→ Record extracts:
───
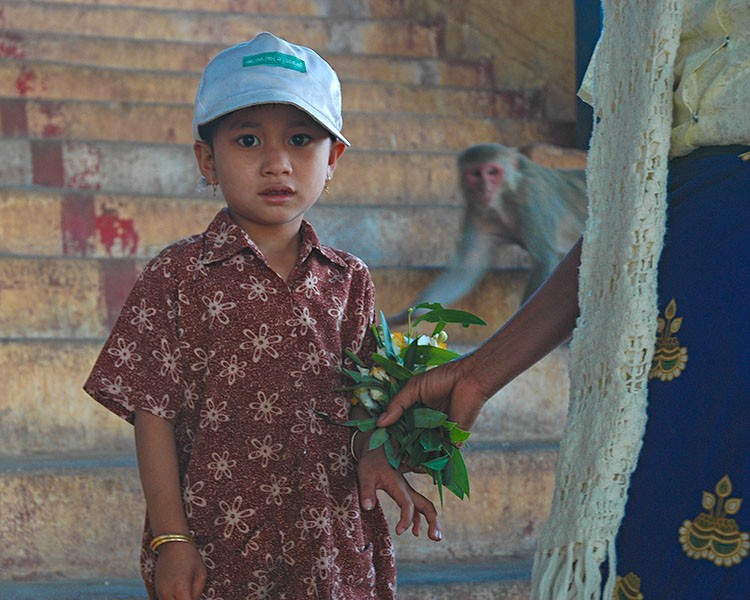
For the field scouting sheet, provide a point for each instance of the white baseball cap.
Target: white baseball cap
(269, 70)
───
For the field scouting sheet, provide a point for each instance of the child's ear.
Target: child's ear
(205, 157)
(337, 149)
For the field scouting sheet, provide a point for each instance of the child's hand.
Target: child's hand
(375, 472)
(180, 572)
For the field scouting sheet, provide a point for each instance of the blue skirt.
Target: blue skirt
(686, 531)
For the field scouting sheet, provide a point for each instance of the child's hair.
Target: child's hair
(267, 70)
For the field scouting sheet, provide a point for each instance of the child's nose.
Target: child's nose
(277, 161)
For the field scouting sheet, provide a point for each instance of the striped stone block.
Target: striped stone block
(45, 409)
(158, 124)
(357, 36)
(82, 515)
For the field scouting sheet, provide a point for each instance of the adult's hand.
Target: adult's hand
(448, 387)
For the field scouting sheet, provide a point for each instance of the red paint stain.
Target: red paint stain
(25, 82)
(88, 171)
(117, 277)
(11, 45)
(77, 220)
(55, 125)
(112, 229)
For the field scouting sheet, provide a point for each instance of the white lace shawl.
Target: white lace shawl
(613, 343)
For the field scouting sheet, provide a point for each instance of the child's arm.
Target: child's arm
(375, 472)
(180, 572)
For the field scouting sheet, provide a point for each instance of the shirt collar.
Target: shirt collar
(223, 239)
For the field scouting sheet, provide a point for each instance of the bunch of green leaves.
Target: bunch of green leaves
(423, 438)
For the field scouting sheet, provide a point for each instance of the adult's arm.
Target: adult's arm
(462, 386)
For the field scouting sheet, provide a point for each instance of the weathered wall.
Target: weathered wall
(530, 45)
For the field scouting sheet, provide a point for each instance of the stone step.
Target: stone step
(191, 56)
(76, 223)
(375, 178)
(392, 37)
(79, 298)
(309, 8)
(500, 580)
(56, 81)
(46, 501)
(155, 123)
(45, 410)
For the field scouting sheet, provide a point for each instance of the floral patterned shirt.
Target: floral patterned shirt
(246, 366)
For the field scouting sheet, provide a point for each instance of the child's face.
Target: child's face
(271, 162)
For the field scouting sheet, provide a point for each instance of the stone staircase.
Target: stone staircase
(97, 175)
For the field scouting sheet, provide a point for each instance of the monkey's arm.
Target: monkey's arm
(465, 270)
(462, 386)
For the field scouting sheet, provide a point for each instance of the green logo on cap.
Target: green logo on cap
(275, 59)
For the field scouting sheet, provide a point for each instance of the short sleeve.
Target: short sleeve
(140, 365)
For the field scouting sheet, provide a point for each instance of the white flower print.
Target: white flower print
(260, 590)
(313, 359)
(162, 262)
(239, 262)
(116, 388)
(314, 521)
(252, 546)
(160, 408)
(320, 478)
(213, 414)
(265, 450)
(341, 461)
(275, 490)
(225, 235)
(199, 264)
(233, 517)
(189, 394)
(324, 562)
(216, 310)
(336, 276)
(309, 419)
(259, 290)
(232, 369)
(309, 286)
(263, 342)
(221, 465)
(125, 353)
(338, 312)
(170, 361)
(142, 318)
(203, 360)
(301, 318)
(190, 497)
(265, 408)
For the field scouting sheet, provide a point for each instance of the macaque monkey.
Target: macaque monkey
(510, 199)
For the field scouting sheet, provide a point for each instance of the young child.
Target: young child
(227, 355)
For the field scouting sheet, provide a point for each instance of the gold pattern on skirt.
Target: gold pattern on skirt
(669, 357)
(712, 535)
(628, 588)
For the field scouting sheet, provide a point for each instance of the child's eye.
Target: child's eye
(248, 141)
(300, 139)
───
→ What needs to be done: How many lines in the items contain the word "monkey"? Reply with the number alone.

→ The result: 4